** Extrait du document **
Parce que demain s’invente aujourd’hui : la Société du Grand Paris a à coeur d’impliquer sur les chantiers des artistes et des passagers, des habitants et des designers, aux côtés des architectes et des ouvriers. En 2019, Jan Vormann a été invité à travailler aux abords de la future gare de Créteil-L’Échat dans le cadre des « Chantiers Partagés », et n’est pas venu seul. Entouré d’artistes de divers horizons, des arts plastiques au spectacle vivant en passant par le paysagisme, Jan Vormann & Cie ont mis en place une cartographie sensible de la ville pleine d’aléatoires et de déviations. Cette semaine : premier retour sur leurs actions avec les passants et habitants pour appréhender les enjeux de chantiers en tout points hors normes.

Portrait de groupe à Créteil – 2019 © SGP / Jan Vormann & Cie

Les « Chantiers Partagés » : fabriques artistiques d’espaces communs

Pendant la période des travaux, la Société du Grand Paris fait des chantiers des lieux d’échange et de création : actions artistiques, ateliers, installations dans l’espace public, performances, balades urbaines et rendez-vous conviviaux sont organisés tout au long de l’année aux abords des chantiers. En dialogue avec les collectivités et en lien avec les chantiers, ces événements permettent de rassembler habitants et travailleurs du territoire autour d’actes partagés. Architectes, designers, artistes, collectifs, associations locales, écoles d’art et d’architecture, déploient des dispositifs d’interventions culturelles et artistiques innovantes, au plus près du quotidien des habitants, afin de faire du projet du Grand Paris Express une histoire humaine et citoyenne.
Après une première saison menée avec des équipes pluridisciplinaires, parmi lesquelles le collectif Yes We Camp, l’artiste Malte Martin, Si Architectes, et le collectif Parenthèse, les actions se poursuivent sur les territoires, toujours en dialogue avec les collectivités et en lien avec les chantiers du Grand Paris Express. Ces projets artistiques in situ rassemblent habitants et acteurs du territoire autour d’actes partagés singuliers, amenant un autre regard sur les enjeux liés au projet du Grand Paris Express.

Déviation volontaire
Juin > Août 2019

Vue d’atelier avec Androphyne, 2019© SGP / Jan Vormann & Cie

Créteil n’était pas une destination inconnue pour Jan Vormann. Contacté par la Société du Grand Paris, l’artiste franco-allemand s’est rappelé de ses vacances d’été chez sa grand-mère et de son enfance dans la région parisienne. Plus qu’une sculpture ou un mural, il a voulu proposer un projet à l’échelle du quartier en multipliant les approches et les collaborations, et profiter du chantier pour imaginer de nouvelles façons de rencontrer les habitants et d’échanger avec eux.

** Lignes fournies **
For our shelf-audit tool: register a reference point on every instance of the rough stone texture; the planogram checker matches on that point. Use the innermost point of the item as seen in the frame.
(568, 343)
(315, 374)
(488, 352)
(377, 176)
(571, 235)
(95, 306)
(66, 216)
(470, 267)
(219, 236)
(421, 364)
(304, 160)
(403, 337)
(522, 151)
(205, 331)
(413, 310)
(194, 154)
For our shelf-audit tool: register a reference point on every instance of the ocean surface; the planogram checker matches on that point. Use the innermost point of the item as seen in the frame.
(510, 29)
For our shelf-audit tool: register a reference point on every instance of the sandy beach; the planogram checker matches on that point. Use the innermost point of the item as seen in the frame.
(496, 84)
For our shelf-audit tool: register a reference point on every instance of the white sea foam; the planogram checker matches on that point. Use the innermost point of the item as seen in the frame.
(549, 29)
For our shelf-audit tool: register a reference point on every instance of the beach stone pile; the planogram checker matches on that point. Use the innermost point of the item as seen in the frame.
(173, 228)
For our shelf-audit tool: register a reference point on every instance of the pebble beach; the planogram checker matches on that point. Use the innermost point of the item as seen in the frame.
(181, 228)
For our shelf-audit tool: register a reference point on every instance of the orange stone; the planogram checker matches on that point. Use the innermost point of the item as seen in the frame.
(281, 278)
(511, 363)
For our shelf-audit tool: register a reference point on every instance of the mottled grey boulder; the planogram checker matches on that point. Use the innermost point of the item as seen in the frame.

** Travail demandé **
Indiquez, d’après l’extrait du document, aux abords de quelle future gare Jan Vormann a été invité à travailler en 2019.

** Résultat attendu **
La future gare de Créteil-L’Échat.